SOAL A
Berdasarkan kutipan dokumen tentang putusan Mahkamah atas APBN Perubahan, jelaskan alasan Erwin menilai pembahasan APBN-P memunculkan celah terjadinya korupsi.
SOAL B
Sebutkan seluruh bagian dalam kutipan dokumen tentang APBN Perubahan yang diapit tanda petik.

Mahkamah tak mengabulkan permohonan uji materi mengenai APBN Perubahan dan pembubaran Badan Anggaran. Mereka menilai mekanisme APBN Perubahan tak bertentangan dengan konstitusi. Menurut Erwin, Mahkamah tak melihat adanya "ruang korupsi" dalam APBN-P ini. Pengajuan APBN-P, kata dia, seharusnya dilakukan pada saat tertentu, bukan sebagai "siklus" rutin seperti selama ini. "Pembahasan APBN-P biasanya dalam waktu singkat, tertutup, sehingga menyulitkan pengawasan." Kondisi demikian, menurut Erwin, memunculkan celah terjadinya korupsi.

CATATAN YANG DITAMPILKAN
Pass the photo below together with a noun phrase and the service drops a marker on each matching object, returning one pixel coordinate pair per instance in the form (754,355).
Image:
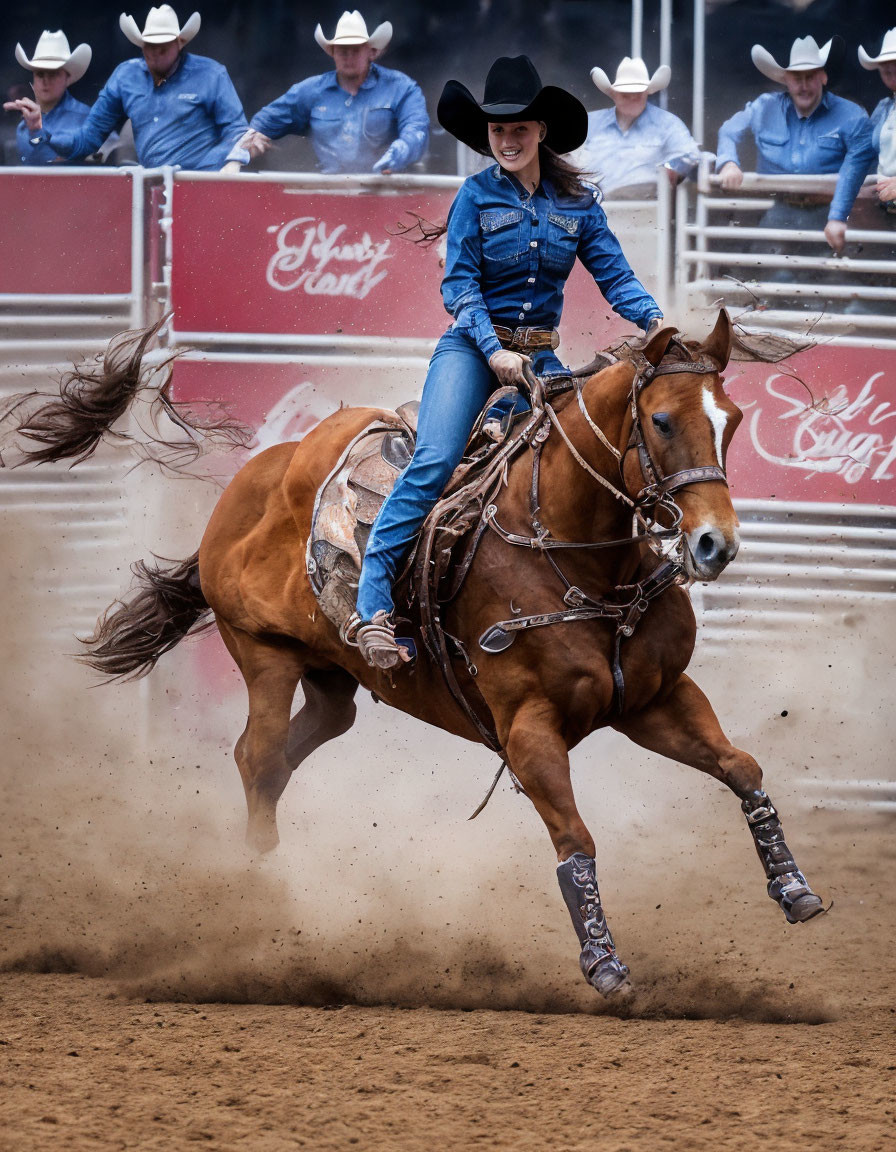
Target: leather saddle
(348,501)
---
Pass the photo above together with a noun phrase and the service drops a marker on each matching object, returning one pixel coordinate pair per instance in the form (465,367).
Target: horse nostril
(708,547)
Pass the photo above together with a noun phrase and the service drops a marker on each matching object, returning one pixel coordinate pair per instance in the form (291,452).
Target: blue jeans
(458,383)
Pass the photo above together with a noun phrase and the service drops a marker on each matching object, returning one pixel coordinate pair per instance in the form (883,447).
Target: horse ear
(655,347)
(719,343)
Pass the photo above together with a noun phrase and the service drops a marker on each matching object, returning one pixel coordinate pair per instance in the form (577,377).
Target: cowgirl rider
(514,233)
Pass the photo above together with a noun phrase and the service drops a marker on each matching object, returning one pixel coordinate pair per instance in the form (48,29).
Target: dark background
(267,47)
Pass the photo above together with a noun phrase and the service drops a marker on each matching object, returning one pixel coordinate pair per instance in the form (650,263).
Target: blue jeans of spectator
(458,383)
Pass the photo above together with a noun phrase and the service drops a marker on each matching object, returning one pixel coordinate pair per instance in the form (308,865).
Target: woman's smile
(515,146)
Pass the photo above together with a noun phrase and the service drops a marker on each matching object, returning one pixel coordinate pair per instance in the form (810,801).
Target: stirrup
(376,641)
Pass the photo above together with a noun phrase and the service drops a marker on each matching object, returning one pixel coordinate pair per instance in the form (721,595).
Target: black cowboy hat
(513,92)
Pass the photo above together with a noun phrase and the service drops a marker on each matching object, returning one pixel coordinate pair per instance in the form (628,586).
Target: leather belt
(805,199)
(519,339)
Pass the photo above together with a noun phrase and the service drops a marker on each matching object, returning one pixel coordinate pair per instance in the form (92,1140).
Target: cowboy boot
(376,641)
--
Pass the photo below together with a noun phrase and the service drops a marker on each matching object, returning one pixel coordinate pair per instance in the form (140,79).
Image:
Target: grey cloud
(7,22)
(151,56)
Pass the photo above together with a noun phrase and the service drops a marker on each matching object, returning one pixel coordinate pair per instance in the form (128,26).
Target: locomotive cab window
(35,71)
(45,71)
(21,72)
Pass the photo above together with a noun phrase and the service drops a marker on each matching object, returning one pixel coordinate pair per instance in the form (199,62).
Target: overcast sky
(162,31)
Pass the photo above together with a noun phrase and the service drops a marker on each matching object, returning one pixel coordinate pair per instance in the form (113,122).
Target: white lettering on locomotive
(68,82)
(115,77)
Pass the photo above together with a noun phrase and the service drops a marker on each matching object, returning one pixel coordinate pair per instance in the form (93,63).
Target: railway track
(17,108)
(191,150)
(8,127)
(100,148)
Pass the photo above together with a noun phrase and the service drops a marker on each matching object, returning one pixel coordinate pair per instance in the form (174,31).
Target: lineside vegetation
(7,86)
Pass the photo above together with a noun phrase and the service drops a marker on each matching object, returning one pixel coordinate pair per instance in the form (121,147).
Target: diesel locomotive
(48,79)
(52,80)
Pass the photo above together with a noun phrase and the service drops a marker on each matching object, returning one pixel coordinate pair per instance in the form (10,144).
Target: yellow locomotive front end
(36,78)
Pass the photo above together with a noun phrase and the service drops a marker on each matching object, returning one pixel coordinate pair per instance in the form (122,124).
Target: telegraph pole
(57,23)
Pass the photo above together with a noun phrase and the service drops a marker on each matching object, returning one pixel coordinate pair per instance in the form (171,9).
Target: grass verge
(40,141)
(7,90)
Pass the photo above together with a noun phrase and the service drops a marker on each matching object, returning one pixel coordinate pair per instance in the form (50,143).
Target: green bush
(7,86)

JAWABAN LENGKAP A
Menurut Erwin, pembahasan APBN-P biasanya berlangsung dalam waktu singkat dan secara tertutup sehingga menyulitkan pengawasan. Kondisi demikian memunculkan celah terjadinya korupsi.

JAWABAN LENGKAP B
- "ruang korupsi"
- "siklus"
- "Pembahasan APBN-P biasanya dalam waktu singkat, tertutup, sehingga menyulitkan pengawasan."